▶ Aim of the exercise:
Please list every ingredient that the chili recipe below marks as an optional garnish.

▶ Extract provided:
Black bean and sausage slow cooker chili recipe
This rustic chili is full of black beans and sliced cheddar turkey sausage and is garnished with tart sour cream, cilantro, diced tomatoes and jalapeño slices.
Serves 8-10
Prep time: 15 minutes | Cook time: 8 hours | Total time: 8 hours 15 minutes
Ingredients:
- 2 (15 ounce) cans black beans, drained and rinsed
- 4 links cheddar turkey sausage, sliced ( I used Johnsonville brand)
- 1 (28 ounce) can diced tomatoes with juices
- 1 lime, juiced
- 1 large sweet onion, diced
- 1 tablespoon dried cumin
- 1 tablespoon chili powder
- 1 teaspoon garlic powder
- Salt and pepper, to taste
- Sour cream, for garnish (optional)
- Fresh cilantro, for garnish (optional)
- Fresh diced tomatoes, for garnish (optional)
- Jalapeño slices, for garnish (optional)
Directions:
- To the bowl of the slow cooker, add all the ingredients except for the garnishes (sour cream, cilantro, tomatoes and jalapeño slices), and mix well.

▶ Provided data:
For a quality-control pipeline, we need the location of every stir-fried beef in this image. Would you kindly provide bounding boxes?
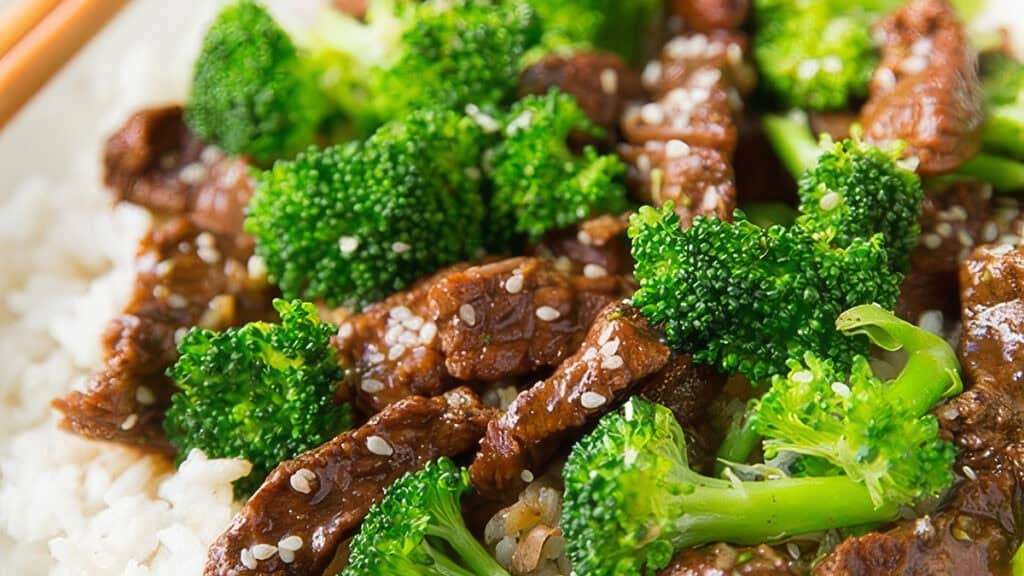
---
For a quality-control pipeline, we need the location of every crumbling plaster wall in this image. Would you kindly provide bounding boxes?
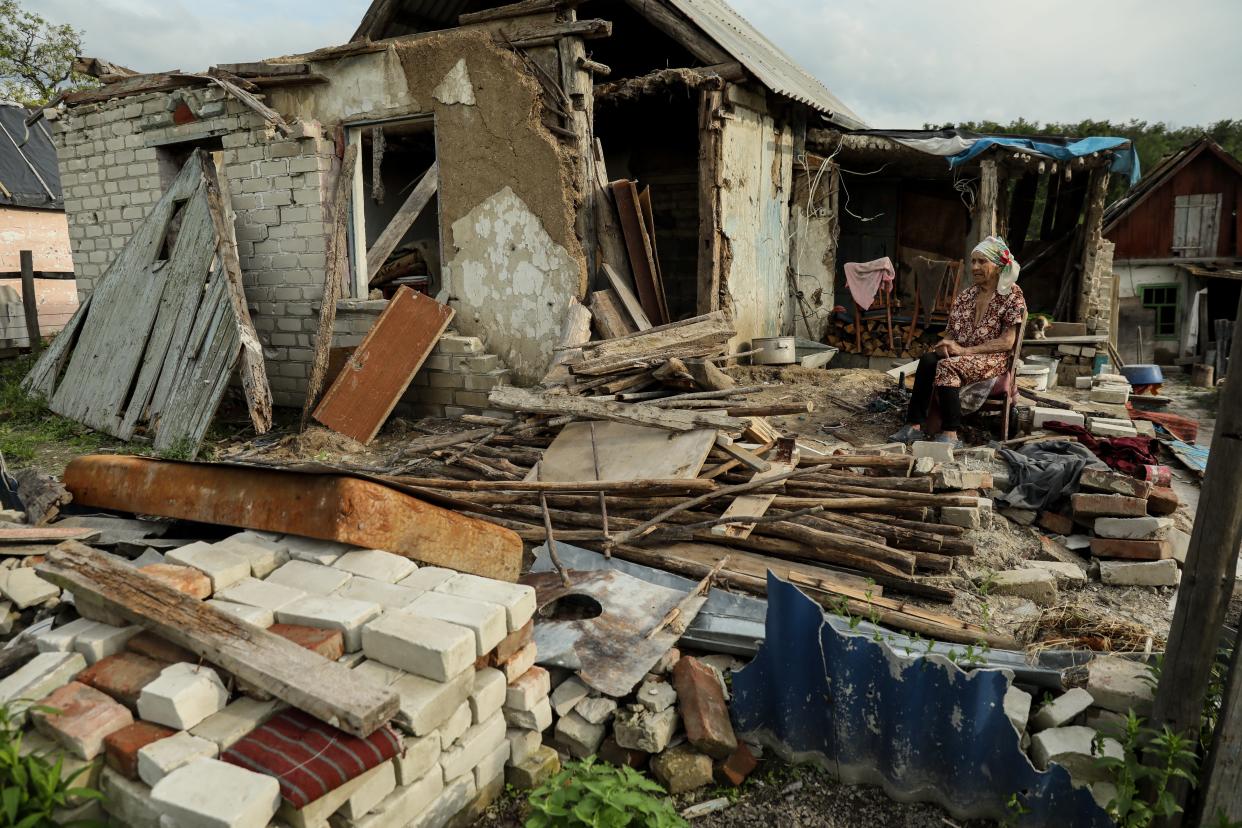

▶ Reply:
- Sour cream
- Fresh cilantro
- Fresh diced tomatoes
- Jalapeño slices